SOURCE DATA Start Marker
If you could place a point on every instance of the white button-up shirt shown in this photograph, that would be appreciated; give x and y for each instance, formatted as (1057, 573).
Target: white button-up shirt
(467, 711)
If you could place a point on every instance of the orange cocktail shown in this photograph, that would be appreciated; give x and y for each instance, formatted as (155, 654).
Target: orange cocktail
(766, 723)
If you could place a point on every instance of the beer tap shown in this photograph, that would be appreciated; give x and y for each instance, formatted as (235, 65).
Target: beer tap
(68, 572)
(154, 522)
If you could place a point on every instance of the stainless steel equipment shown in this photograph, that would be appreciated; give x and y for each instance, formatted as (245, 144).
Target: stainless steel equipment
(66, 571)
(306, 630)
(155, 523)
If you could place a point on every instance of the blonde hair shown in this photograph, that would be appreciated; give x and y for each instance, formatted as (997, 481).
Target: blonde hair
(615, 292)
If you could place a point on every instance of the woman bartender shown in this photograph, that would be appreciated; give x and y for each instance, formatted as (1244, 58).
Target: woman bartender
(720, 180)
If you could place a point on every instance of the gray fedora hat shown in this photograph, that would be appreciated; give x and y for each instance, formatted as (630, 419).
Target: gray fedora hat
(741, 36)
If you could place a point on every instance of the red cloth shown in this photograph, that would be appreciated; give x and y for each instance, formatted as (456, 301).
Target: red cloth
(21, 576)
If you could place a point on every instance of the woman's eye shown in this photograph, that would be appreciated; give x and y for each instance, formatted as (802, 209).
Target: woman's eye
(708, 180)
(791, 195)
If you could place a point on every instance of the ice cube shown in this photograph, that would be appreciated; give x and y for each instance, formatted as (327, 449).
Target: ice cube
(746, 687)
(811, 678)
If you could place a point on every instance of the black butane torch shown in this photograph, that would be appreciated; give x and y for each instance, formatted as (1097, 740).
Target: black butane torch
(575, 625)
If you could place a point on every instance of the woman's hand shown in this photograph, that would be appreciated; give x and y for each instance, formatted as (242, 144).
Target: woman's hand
SOURCE DATA End Marker
■ **TRY IT**: The answer must be every line of the entries that includes the word "hand".

■ **EXERCISE RESPONSE**:
If you could place a point on every instance of the woman's hand shown in this photograph, that would be appreciated; give x and y for each instance, formatted as (242, 144).
Target: woman's hand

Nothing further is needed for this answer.